### [CONSIGNE]
Remplacez « mercredi » par « jeudi » dans le passage de l'article sur la « super immunité » des parlementaires roumains qui va de « Après des années » à « Commission, Mark Gray. », puis recopiez ce passage.

### [BLOC DE TEXTE]
━━━━━━━━━━━━━━━━━━━━

Après des années de progrès dans la lutte contre la corruption, la Roumanie vit un épisode noir, les parlementaires s'étant octroyé mardi, dans la plus grande opacité, une «super immunité».

«Le jour le plus noir dans la lutte anticorruption», titrait mercredi le quotidien Romania libera, tandis qu'Adevarul publiait en une une caricature dépeignant les élus en malfaiteurs sur les bancs de l'Assemblée, sous le titre «Banditisme d'État au Parlement roumain».

L'Union européenne (UE), qui surveille la Roumanie pour renforcer la lutte contre la corruption, a rappelé mercredi que tous les citoyens devaient être égaux devant la loi.

«Dans nos précédents rapports, nous avons souligné que les lois en matière de corruption et de conflit d'intérêts doivent s'appliquer aux responsables politiques», a souligné un porte-parole de la Commission, Mark Gray.

Selon lui, l'adoption «inattendue» de ce texte fera l'objet du prochain rapport sur l'État de droit en Roumanie, en janvier.

Les Pays-Bas et l'Allemagne ont exprimé leur «inquiétude» sur ces nouvelles mesures législatives dans des réactions transmises à l'AFP par leurs ambassades.

Les États-Unis ont dénoncé «un pas en arrière et un éloignement des principes de la transparence et de l'État de droit».

Le gouvernement roumain de centre gauche, qui avait fait l'objet de vives critiques européennes et américaine à l'été 2012 lors d'une tentative de destitution du président, a gardé le silence.

La Chambre des députés, où la coalition de centre gauche au pouvoir détient une confortable majorité, a voté par surprise des amendements au Code pénal qui aboutissent à «exonérer» les élus et le chef de l'État d'éventuelles poursuites et sanctions pour corruption.

Selon l'un des articles modifiés, le président, les députés et sénateurs ne sont plus assimilés à des fonctionnaires publics, ce qui, selon le Parquet anticorruption (DNA), signifie qu'ils «ne pourront plus être poursuivis et sanctionnés pour des infractions de corruption (...) commises dans l'exercice de leur fonction».

«C'était le "mardi noir de la démocratie roumaine"», résume pour l'AFP Cristina Guseth, présidente de l'ONG de défense de l'État de droit Freedom House Roumanie.

«Cette action semble faire partie d'un plan visant à affaiblir les institutions de l'État de droit, notamment celles chargées de lutter contre la corruption», a-t-elle ajouté.

Proposés par des députés et non pas par le ministère de la Justice, ces amendements ont été discutés dans le plus grand secret tard lundi soir et remis aux élus juste avant le vote, en violation du règlement de l'Assemblée.

La présidente de l'antenne roumaine du Comité Helsinki, Maria Andreescu, a dénoncé un «excès d'autoritarisme», à la radio RFI Roumanie.

━━━━━━━━━━━━━━━━━━━━

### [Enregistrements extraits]
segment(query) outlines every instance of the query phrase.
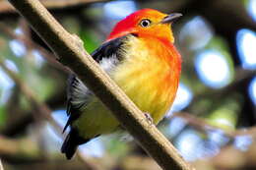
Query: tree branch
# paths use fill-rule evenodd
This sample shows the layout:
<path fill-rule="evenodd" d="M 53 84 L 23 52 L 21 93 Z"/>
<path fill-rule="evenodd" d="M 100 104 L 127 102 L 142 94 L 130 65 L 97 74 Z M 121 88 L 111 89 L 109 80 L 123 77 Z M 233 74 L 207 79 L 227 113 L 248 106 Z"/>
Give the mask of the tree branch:
<path fill-rule="evenodd" d="M 79 76 L 162 169 L 191 169 L 175 147 L 84 51 L 81 41 L 68 33 L 39 1 L 9 1 L 44 39 L 59 61 Z"/>
<path fill-rule="evenodd" d="M 41 0 L 41 3 L 47 9 L 63 9 L 71 8 L 79 5 L 86 5 L 94 2 L 102 2 L 104 0 Z M 1 13 L 15 13 L 13 6 L 5 0 L 0 1 L 0 14 Z"/>
<path fill-rule="evenodd" d="M 26 96 L 26 98 L 29 100 L 29 102 L 32 104 L 32 106 L 33 106 L 34 109 L 36 110 L 36 112 L 35 111 L 32 112 L 32 113 L 35 113 L 33 115 L 33 117 L 38 119 L 38 116 L 39 116 L 39 118 L 47 120 L 50 123 L 50 125 L 52 127 L 54 127 L 54 130 L 60 135 L 60 137 L 63 138 L 62 128 L 51 117 L 52 111 L 48 108 L 48 106 L 45 103 L 40 102 L 37 99 L 36 95 L 34 94 L 34 92 L 32 90 L 31 90 L 31 88 L 28 86 L 28 85 L 25 82 L 23 82 L 18 77 L 18 75 L 16 73 L 14 73 L 10 69 L 8 69 L 3 64 L 3 62 L 1 61 L 1 58 L 0 58 L 0 66 L 8 74 L 8 76 L 10 76 L 10 78 L 15 82 L 15 84 L 21 89 L 21 91 Z M 39 114 L 37 114 L 37 113 L 39 113 Z M 28 155 L 31 155 L 32 153 L 34 154 L 34 152 L 35 152 L 34 151 L 35 149 L 31 150 L 31 147 L 26 147 L 26 149 L 25 149 L 24 145 L 21 146 L 21 148 L 24 148 L 24 149 L 20 149 L 21 144 L 17 144 L 17 142 L 12 142 L 11 140 L 8 141 L 7 139 L 5 139 L 3 137 L 1 138 L 1 136 L 0 136 L 0 140 L 2 142 L 0 142 L 0 154 L 1 153 L 9 153 L 9 154 L 12 154 L 12 155 L 17 155 L 19 153 L 20 155 L 26 155 L 27 156 L 28 153 L 29 153 Z M 7 147 L 7 143 L 9 143 L 9 147 Z M 22 142 L 22 143 L 26 143 L 28 145 L 28 143 L 30 143 L 30 142 Z M 31 145 L 31 144 L 29 144 L 29 145 Z M 35 144 L 32 143 L 32 145 L 35 145 Z M 38 152 L 39 146 L 38 145 L 36 145 L 36 146 L 37 147 L 34 146 L 32 148 L 36 148 L 37 149 L 36 153 L 39 154 L 39 152 Z M 27 148 L 30 149 L 30 150 L 27 150 Z M 87 159 L 83 158 L 80 151 L 78 151 L 78 159 L 80 159 L 82 162 L 84 162 L 84 164 L 86 165 L 86 167 L 89 170 L 99 170 L 98 168 L 96 168 L 96 166 L 95 164 L 93 164 L 93 163 L 89 162 Z"/>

━━━━━━━━━━━━━━━━━━━━

### [RÉPONSE]
Après des années de progrès dans la lutte contre la corruption, la Roumanie vit un épisode noir, les parlementaires s'étant octroyé mardi, dans la plus grande opacité, une «super immunité».

«Le jour le plus noir dans la lutte anticorruption», titrait jeudi le quotidien Romania libera, tandis qu'Adevarul publiait en une une caricature dépeignant les élus en malfaiteurs sur les bancs de l'Assemblée, sous le titre «Banditisme d'État au Parlement roumain».

L'Union européenne (UE), qui surveille la Roumanie pour renforcer la lutte contre la corruption, a rappelé jeudi que tous les citoyens devaient être égaux devant la loi.

«Dans nos précédents rapports, nous avons souligné que les lois en matière de corruption et de conflit d'intérêts doivent s'appliquer aux responsables politiques», a souligné un porte-parole de la Commission, Mark Gray.